TEXT SECTION:
## start

Latvia is in fourth place in the ranking of energy use efficiency, only performing worse than Norway, Sweden, and Finland and achieving the highest energy use efficiency score of this group of countries (see Figure 1). On the other hand, Germany is third from last in the ranking of energy use efficiency (0.343), demonstrating that Germany has a relatively lower score on energy use efficiency. This phenomenon could be due to the fact that over 50% of Germany’s energy was produced from traditional material (e.g., coal and lignite) up until 2010 as indicated by Renn and Marshall [38]. Although Germany performs relatively worse than most of the sample countries, there is a gradual upward trend in its energy use efficiency from 2004 to 2014. The improvement in its energy use efficiency might result from the massive consumption of renewable energy since 2010 [39]. With a large hydro-power input, Latvia has the highest share of renewable energy in the European Union, as 36.2% of its energy is produced from renewables. In Estonia and Lithuania, the use of renewable energy sources also shows an increasing trend since 1990, as 13.6% and 10.5% of energy is consumed from renewable material, respectively.

## end

DATASET ROWS:
## start

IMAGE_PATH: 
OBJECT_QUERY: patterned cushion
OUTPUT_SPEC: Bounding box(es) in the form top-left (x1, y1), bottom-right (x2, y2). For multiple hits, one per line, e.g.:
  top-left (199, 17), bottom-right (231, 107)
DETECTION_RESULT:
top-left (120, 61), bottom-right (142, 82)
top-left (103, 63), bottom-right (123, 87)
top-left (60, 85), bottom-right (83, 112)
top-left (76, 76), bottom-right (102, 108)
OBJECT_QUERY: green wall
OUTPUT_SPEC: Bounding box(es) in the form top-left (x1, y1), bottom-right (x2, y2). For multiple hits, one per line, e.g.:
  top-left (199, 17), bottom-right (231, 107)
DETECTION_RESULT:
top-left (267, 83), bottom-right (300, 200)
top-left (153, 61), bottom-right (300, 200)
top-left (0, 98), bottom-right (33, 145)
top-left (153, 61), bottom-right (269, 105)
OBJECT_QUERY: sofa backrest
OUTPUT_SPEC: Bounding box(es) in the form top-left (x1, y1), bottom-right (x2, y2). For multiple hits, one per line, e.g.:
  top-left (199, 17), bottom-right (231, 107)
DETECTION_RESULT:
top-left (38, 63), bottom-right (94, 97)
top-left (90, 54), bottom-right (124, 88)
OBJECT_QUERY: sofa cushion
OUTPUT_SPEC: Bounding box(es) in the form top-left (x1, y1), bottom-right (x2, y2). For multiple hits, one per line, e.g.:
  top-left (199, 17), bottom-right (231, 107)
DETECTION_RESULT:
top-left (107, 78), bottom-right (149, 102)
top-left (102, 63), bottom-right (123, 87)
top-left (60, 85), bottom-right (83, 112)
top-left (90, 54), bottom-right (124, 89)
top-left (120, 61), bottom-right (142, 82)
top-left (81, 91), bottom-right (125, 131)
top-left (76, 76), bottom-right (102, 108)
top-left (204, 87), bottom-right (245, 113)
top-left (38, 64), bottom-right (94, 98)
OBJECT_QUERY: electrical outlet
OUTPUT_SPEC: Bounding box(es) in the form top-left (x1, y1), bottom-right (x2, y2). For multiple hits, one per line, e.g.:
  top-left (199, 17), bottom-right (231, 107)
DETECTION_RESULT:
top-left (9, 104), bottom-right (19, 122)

## end

REQUIRED WORK:
1 > Rewrite the paragraph of the energy efficiency text that begins "Latvia is in fourth place" as a bulleted list that keeps its main facts.
2 > Recast the stretch of the records from the line containing "OBJECT_QUERY: sofa backrest" through the end of the records as a Markdown table with the columns Row and Line, numbering each line and leaving out blank lines.

THE SOLUTIONS:
1 >
- Latvia ranks fourth in energy use efficiency, behind only Norway, Sweden, and Finland.
- Germany ranks third from last in energy use efficiency, with a score of 0.343.
- Renn and Marshall indicate that over 50% of Germany's energy came from traditional material such as coal and lignite until 2010, which could explain its lower score.
- Germany's energy use efficiency still rose gradually from 2004 to 2014, possibly because of massive renewable energy consumption since 2010.
- With a large hydro-power input, Latvia has the highest renewable energy share in the European Union, with 36.2% of its energy produced from renewables.
- Renewable energy use in Estonia and Lithuania has been increasing since 1990, at 13.6% and 10.5% of energy consumed, respectively.

2 >
| Row | Line |
|---|---|
| 1 | OBJECT_QUERY: sofa backrest |
| 2 | OUTPUT_SPEC: Bounding box(es) in the form top-left (x1, y1), bottom-right (x2, y2). For multiple hits, one per line, e.g.: |
| 3 |   top-left (199, 17), bottom-right (231, 107) |
| 4 | DETECTION_RESULT: |
| 5 | top-left (38, 63), bottom-right (94, 97) |
| 6 | top-left (90, 54), bottom-right (124, 88) |
| 7 | OBJECT_QUERY: sofa cushion |
| 8 | OUTPUT_SPEC: Bounding box(es) in the form top-left (x1, y1), bottom-right (x2, y2). For multiple hits, one per line, e.g.: |
| 9 |   top-left (199, 17), bottom-right (231, 107) |
| 10 | DETECTION_RESULT: |
| 11 | top-left (107, 78), bottom-right (149, 102) |
| 12 | top-left (102, 63), bottom-right (123, 87) |
| 13 | top-left (60, 85), bottom-right (83, 112) |
| 14 | top-left (90, 54), bottom-right (124, 89) |
| 15 | top-left (120, 61), bottom-right (142, 82) |
| 16 | top-left (81, 91), bottom-right (125, 131) |
| 17 | top-left (76, 76), bottom-right (102, 108) |
| 18 | top-left (204, 87), bottom-right (245, 113) |
| 19 | top-left (38, 64), bottom-right (94, 98) |
| 20 | OBJECT_QUERY: electrical outlet |
| 21 | OUTPUT_SPEC: Bounding box(es) in the form top-left (x1, y1), bottom-right (x2, y2). For multiple hits, one per line, e.g.: |
| 22 |   top-left (199, 17), bottom-right (231, 107) |
| 23 | DETECTION_RESULT: |
| 24 | top-left (9, 104), bottom-right (19, 122) |